START Dataset records

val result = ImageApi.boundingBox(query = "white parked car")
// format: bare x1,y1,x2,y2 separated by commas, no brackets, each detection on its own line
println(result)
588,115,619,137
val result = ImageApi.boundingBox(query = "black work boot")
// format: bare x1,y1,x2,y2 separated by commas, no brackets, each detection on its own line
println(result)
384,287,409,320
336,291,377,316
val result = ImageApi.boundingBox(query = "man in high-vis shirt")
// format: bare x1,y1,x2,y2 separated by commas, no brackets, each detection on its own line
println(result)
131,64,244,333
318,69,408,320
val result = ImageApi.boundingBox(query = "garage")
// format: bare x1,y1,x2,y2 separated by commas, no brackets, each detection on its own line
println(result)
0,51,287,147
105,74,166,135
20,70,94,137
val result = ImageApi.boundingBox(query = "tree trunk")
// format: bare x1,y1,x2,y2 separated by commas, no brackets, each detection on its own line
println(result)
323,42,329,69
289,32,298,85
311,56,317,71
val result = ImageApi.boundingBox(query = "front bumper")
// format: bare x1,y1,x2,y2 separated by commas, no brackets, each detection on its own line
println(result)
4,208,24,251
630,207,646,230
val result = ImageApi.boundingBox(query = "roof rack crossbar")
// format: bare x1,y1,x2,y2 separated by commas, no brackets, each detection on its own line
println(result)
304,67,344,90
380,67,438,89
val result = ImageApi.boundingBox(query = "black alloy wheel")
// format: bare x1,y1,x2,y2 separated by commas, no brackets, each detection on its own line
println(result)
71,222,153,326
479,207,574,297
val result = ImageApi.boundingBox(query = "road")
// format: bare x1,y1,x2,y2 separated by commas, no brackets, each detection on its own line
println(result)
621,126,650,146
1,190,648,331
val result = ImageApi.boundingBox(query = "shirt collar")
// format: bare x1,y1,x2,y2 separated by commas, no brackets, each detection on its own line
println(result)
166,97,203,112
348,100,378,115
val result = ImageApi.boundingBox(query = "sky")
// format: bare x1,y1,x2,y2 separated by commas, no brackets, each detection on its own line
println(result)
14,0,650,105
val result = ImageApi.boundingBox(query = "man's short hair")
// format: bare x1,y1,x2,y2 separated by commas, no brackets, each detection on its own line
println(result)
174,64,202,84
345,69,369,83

END Dataset records

• [Task details]:
Would you reproduce the entire listing, keeping every line as it is?

• [Answer for the task]:
val result = ImageApi.boundingBox(query = "white parked car")
// format: bare x1,y1,x2,y2 separated by commas, no brackets, each detection on its own line
println(result)
588,115,619,137
val result = ImageApi.boundingBox(query = "black work boot")
// format: bare x1,y1,x2,y2 separated by commas, no brackets, each detection on its own line
println(result)
384,287,409,320
336,291,377,316
val result = ImageApi.boundingBox(query = "man in high-vis shirt")
// format: bare x1,y1,x2,y2 separated by commas, no brackets, each detection on its own line
println(result)
131,64,244,333
318,69,408,320
val result = ImageApi.boundingBox(query = "garage")
// format: bare x1,y1,x2,y2 separated by commas, no brackets, each detection on its own line
println(result)
0,51,287,147
105,74,166,135
20,70,94,137
val result = ImageApi.boundingBox(query = "tree trunk")
// format: bare x1,y1,x2,y2 separated by commas, no brackets, each detection on its own line
println(result)
323,42,329,69
289,32,298,85
311,56,317,71
val result = ImageApi.boundingBox(query = "front bumper")
// format: bare x1,y1,x2,y2 separated by commas, no brackets, each detection on its own line
println(result)
4,208,24,251
630,207,646,230
val result = ImageApi.boundingBox(query = "roof rack crossbar")
// format: bare x1,y1,x2,y2 separated by commas, no brackets, each detection on its own line
println(result)
304,67,344,90
380,67,438,89
val result = ImageApi.boundingBox(query = "black alloy wheel")
// format: bare x1,y1,x2,y2 separated by commas, no brackets, each detection on its own line
println(result)
71,222,153,326
479,207,574,297
val result = ImageApi.boundingBox(query = "road")
// format: bare x1,y1,x2,y2 separated by commas, no brackets, each detection on its own line
println(result)
621,126,650,146
1,190,648,331
val result = ImageApi.boundingBox(query = "shirt collar")
// format: bare x1,y1,x2,y2 separated by commas, no brackets, each detection on its own line
println(result)
166,97,203,112
348,100,378,115
val result = ImageApi.boundingBox(query = "sky")
// format: bare x1,y1,x2,y2 separated by commas, no brackets, each detection on its own line
println(result)
14,0,650,105
val result = ImageApi.boundingBox(query = "man's short hair")
// format: bare x1,y1,x2,y2 separated by commas, no brackets, each detection on its own line
println(result)
174,64,202,84
345,69,369,83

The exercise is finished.